What is required → Take every line in the entries that includes the word "Target" and copy it.

-- Opening Marker --

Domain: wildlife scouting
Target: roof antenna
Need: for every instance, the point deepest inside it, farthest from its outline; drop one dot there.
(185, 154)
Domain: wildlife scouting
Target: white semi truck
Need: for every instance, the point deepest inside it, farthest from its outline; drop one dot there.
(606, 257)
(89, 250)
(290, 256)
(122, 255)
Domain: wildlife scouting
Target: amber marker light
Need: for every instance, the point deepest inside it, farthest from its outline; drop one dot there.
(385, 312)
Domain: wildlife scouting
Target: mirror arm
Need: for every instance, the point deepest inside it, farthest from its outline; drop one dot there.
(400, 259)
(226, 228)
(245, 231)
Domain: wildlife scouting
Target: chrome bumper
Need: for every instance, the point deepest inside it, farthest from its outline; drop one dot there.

-- Closing Marker --
-- Opening Marker --

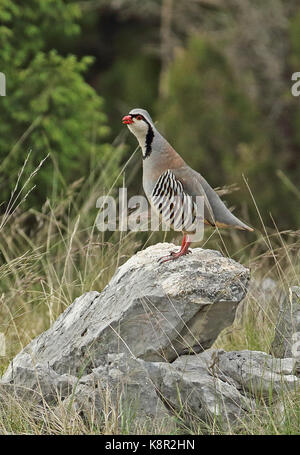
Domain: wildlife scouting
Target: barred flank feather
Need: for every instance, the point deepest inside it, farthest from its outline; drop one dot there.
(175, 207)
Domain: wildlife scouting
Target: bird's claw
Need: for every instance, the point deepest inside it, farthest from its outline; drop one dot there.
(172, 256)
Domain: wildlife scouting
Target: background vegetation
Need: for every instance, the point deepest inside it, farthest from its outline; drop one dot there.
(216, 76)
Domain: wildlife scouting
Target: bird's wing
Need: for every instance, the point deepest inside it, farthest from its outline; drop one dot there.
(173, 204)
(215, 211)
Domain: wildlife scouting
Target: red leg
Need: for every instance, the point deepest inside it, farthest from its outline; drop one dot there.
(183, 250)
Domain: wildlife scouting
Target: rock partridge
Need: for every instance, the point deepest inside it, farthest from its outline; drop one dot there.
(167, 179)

-- Closing Marker --

Expected answer →
Target: roof antenna
Target: white semi truck
Target: amber marker light
Target: mirror arm
Target: chrome bumper
Target: barred flank feather
Target: bird's claw
Target: background vegetation
Target: bird's wing
Target: red leg
Target: rock partridge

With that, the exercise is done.